[Saved entries]
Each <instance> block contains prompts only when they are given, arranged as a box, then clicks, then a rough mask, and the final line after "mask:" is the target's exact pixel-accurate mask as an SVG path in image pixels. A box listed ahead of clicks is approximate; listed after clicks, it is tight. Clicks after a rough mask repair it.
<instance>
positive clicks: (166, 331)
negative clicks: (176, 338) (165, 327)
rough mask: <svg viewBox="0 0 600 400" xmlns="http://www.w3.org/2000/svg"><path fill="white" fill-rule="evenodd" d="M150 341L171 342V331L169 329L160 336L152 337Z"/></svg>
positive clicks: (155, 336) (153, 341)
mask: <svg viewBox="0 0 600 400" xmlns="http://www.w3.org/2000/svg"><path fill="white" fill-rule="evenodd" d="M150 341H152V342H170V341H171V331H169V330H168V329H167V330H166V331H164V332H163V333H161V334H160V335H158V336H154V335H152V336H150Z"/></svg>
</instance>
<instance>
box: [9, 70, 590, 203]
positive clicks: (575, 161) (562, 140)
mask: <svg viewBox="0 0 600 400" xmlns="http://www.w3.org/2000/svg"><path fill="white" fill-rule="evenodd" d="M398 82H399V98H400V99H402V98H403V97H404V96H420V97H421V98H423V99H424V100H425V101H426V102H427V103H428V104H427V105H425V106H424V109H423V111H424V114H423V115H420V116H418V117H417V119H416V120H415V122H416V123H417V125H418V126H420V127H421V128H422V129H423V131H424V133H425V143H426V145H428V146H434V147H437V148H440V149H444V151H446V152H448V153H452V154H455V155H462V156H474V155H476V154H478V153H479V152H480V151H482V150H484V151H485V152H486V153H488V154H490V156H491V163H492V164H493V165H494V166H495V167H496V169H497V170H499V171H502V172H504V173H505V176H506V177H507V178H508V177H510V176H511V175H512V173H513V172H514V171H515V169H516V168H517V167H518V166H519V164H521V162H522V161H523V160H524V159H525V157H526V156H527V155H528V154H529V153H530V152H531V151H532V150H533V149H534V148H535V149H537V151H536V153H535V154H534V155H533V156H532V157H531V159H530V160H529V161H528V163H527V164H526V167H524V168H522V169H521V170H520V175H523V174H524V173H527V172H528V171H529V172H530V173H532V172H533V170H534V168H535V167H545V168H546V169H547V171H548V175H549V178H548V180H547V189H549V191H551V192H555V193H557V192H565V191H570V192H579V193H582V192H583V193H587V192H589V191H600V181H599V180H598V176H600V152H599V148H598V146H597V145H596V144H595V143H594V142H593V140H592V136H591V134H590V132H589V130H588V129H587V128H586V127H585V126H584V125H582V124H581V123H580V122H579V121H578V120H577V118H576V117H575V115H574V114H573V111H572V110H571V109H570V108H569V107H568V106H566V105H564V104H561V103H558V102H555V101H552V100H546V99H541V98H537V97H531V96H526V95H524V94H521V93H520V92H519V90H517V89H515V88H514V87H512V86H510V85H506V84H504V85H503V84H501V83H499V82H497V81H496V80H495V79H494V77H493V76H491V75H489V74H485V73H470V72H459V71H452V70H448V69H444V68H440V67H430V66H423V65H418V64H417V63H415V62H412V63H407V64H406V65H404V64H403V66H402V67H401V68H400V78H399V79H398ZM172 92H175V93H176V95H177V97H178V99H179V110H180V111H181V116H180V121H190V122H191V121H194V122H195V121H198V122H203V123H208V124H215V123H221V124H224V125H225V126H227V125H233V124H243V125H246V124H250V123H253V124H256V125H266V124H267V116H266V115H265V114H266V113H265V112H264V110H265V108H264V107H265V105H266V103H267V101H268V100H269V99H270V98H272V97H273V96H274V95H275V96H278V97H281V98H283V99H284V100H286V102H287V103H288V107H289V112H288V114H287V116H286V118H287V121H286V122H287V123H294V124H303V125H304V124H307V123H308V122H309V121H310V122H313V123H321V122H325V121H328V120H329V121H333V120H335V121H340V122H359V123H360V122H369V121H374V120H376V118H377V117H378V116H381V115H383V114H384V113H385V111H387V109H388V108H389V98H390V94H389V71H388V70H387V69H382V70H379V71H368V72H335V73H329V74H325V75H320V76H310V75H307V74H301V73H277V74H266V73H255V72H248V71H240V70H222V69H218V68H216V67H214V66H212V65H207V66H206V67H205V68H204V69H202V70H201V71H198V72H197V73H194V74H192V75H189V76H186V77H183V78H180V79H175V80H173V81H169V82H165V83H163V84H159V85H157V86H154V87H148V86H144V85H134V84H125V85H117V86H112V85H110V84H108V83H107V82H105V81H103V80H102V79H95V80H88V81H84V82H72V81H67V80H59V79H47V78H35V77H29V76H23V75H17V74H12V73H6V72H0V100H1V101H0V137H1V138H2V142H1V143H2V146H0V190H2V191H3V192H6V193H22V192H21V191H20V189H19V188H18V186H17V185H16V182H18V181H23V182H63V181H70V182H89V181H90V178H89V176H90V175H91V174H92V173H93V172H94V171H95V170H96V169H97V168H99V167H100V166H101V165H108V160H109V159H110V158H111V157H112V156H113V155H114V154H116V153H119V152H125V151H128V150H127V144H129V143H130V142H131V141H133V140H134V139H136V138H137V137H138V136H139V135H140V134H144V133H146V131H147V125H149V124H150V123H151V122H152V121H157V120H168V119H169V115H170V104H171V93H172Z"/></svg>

Request
Edit the listing lines from the line with "</instance>" up to and including the line with "positive clicks: (575, 161) (562, 140)" so that "positive clicks" becomes "foreground clicks" and all else stays unchanged. Return only those lines.

Expected output
</instance>
<instance>
box: [9, 70, 590, 203]
foreground clicks: (575, 161) (562, 140)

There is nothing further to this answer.